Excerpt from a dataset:
########################################

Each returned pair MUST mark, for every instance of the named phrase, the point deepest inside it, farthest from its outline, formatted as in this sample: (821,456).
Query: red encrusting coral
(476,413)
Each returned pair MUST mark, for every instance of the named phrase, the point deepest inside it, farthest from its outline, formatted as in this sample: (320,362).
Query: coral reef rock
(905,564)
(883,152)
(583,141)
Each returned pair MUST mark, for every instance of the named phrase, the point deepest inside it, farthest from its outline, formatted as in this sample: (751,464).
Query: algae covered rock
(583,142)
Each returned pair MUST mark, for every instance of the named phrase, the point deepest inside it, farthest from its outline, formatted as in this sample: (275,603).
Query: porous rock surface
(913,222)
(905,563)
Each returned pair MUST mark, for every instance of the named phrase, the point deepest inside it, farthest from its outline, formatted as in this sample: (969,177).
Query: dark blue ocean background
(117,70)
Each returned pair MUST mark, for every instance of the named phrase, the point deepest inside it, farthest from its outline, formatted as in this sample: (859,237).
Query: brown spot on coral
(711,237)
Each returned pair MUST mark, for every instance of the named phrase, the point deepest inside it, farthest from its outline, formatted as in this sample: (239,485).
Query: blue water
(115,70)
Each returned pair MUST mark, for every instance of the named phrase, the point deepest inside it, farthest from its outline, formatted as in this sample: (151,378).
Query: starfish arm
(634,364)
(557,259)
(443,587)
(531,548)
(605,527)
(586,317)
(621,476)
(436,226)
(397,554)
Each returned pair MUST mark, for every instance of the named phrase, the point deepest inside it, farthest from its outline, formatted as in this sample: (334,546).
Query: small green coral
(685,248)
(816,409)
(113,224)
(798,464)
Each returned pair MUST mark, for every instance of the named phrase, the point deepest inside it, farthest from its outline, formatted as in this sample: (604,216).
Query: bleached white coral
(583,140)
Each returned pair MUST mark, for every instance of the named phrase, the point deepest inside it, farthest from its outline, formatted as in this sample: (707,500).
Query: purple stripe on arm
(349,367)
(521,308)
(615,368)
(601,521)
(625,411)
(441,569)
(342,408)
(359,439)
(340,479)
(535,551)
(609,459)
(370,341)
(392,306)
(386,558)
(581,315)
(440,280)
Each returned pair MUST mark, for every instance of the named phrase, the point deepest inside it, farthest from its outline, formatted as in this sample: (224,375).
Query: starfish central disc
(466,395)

########################################

**TASK PROMPT**
Reproduce every one of the records above word for word, keeping each line unchanged and in its original order.

**EXERCISE RESULT**
Each returned pair MUST mark, for every instance of the named phrase, the point deepest inside it, farthest from its outline, formatted as in this sample: (821,456).
Query: red encrusting coral
(476,413)
Each returned pair MUST mark, for every instance of the named phrase, the point deepest inside it, farthest from its outline, formatted as in this sample: (320,362).
Query: coral reef rock
(905,564)
(883,152)
(583,141)
Each returned pair MUST mark, for every instance of the named phrase, the point deepest inside it, farthest from its outline, formatted as in this sample: (751,464).
Query: algae covered rock
(583,142)
Each returned pair MUST mark, for every instance of the named phrase, the point deepest inside it, farthest from its outline, formatted as in this sample: (275,603).
Query: porous rock surface
(913,222)
(905,563)
Each returned pair MUST mark, for every instance of the named phrase, the point deepest inside it, farthest from its outline, formatted as in this sample: (969,177).
Query: dark blue ocean background
(117,70)
Each returned pair MUST mark, for every instance of the named phrase, the point deepest inside it, farthest from its outline, formatted as in this sample: (859,237).
Query: brown spot on coral
(711,237)
Each returned pair MUST mark, for every instance of the named phrase, the point deepest inside it, farthest from its outline, formatted as in this sample: (239,485).
Query: blue water
(115,70)
Each returned pair MUST mark, for every instance of the named phrase, the point deepest inside it, farthest from its outline, formatted as in this sample: (151,378).
Query: starfish arm
(634,364)
(557,259)
(443,587)
(531,548)
(605,527)
(586,317)
(621,476)
(436,226)
(397,554)
Each returned pair MUST mark, for every instance of the named phrase, the point deepest inside it, farthest from its outline, formatted as in this sample: (334,546).
Query: small green coral
(685,248)
(816,409)
(113,224)
(798,464)
Each returned pair MUST mark, for every instance of the named phrase, the point deepest inside it, farthest from its outline, formatted as in this sample: (604,216).
Query: bleached white coral
(583,140)
Each returned pair MUST mark, for every instance of the named phrase, the point deepest inside it, farthest from its outline, formatted as in this sample: (707,500).
Query: purple stripe on arm
(349,367)
(521,308)
(615,368)
(601,521)
(625,411)
(441,569)
(342,408)
(359,439)
(340,479)
(535,551)
(609,459)
(370,341)
(392,306)
(386,558)
(581,315)
(440,280)
Each returned pair MUST mark, for every instance of the named phrase, the point deepest inside it, farthest from its outline, formatted as in this sample: (224,375).
Query: starfish central disc
(466,395)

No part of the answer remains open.